→ Required actions
1 - Answer each question from the book list, one answer a line:
(a) Who is the main character of All The Rage?
(b) How many hours does Emerson know she has left to live?
(c) Who wrote The Bunker Diary?
2 - List every book title in the book list, each with its author.
3 - Write out the book list word for word, from "3. The Bunker" up to and including "ending of it all.".

→ Passage provided
1. All The Rage by Courtney Summers
What struck me about this book is the powerful theme it contains.  Romy, the main character, faces the most intense hardships of high school - bullying, isolation, and being taken advantage of against her will.  These take Romy to the brink of a breakdown but her strength, family and the few she can trust help her not only deal with what she went through, but also makes her realize her own self-worth.

2. All We Have is Now by Lisa Schroeder
When I can read in a book in one setting, I know it's a book that should be on this list.  Emerson knows she has less than 48 hours to live - not due to illness, but to a meteor bearing down on the U.S. This novel shows how not only what happens to her, but others who decide to live the rest of their lives by fulfilling lifelong dreams, falling in love, and granting forgiveness.  What grabbed me are the different threads of lives Schroeder writes about that begin to interweave in unusual ways leading to a beautiful ending.

3. The Bunker Diary by Kevin Brooks
This is one of those books that people either loved or not and that's why it made my list.  Brooks' novel evokes powerful emotions from readers and what ultimately happens to the group of people who are victims of circumstance in this superbly suspenseful book.  Another reason why I put this book on the list is that the ending is so climactic and unexpected, most of the teens I know who've read it can't wrap their minds around the ending of it all.

→ Records shown

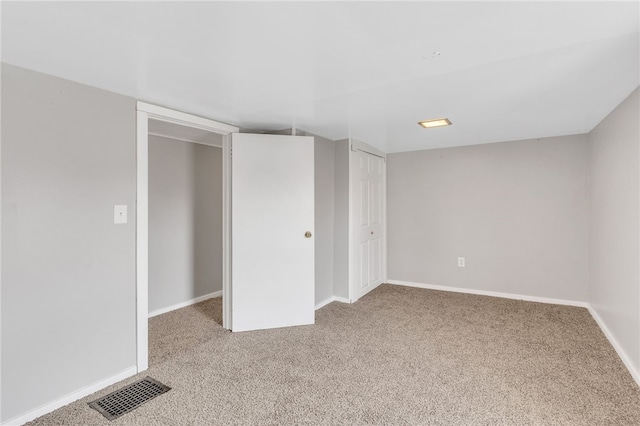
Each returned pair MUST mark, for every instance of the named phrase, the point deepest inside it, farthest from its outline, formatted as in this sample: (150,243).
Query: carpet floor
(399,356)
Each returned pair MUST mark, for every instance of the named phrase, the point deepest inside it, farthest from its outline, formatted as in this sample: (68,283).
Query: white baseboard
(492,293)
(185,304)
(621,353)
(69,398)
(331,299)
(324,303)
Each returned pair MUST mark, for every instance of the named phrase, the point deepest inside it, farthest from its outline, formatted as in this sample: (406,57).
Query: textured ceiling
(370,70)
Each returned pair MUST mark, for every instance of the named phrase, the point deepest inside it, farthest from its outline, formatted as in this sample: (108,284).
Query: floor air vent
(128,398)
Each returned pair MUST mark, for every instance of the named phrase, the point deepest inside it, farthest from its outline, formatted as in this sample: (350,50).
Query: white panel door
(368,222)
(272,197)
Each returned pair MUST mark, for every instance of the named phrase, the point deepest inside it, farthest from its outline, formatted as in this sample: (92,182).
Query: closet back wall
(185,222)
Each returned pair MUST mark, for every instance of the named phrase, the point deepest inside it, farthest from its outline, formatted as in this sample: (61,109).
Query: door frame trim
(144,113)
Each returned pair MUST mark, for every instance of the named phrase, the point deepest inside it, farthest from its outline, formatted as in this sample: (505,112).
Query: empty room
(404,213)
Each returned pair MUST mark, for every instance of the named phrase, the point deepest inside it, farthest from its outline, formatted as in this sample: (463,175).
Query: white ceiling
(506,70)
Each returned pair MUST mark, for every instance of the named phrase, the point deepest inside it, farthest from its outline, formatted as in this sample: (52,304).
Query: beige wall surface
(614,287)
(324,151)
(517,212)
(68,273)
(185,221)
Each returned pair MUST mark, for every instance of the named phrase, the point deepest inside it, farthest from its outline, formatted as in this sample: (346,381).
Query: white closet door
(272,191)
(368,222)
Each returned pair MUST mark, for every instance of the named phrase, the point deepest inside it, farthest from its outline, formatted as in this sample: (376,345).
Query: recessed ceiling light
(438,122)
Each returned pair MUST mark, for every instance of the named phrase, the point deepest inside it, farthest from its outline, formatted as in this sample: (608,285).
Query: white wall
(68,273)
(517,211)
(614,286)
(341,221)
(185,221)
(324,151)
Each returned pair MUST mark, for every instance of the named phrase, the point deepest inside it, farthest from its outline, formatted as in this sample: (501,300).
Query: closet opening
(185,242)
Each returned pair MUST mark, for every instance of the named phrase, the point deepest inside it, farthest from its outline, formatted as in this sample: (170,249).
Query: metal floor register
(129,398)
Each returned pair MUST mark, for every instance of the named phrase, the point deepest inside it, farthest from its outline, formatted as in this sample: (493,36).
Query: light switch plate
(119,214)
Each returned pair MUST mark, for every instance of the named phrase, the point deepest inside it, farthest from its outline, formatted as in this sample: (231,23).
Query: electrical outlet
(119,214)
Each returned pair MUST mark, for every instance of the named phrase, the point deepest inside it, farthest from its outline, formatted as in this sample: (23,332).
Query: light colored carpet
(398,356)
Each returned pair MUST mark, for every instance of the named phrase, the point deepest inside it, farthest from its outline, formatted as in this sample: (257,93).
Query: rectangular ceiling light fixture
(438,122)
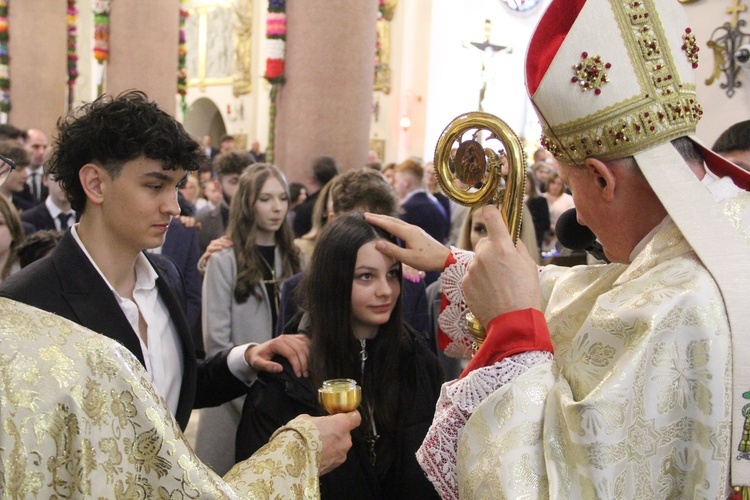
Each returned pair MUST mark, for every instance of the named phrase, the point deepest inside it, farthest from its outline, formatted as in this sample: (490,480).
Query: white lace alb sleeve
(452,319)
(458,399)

→ Outputs for the tasks
1 -
(a) Romy
(b) Less than 48 hours
(c) Kevin Brooks

2 -
All The Rage by Courtney Summers
All We Have is Now by Lisa Schroeder
The Bunker Diary by Kevin Brooks

3 -
3. The Bunker Diary by Kevin Brooks
This is one of those books that people either loved or not and that's why it made my list.  Brooks' novel evokes powerful emotions from readers and what ultimately happens to the group of people who are victims of circumstance in this superbly suspenseful book.  Another reason why I put this book on the list is that the ending is so climactic and unexpected, most of the teens I know who've read it can't wrap their minds around the ending of it all.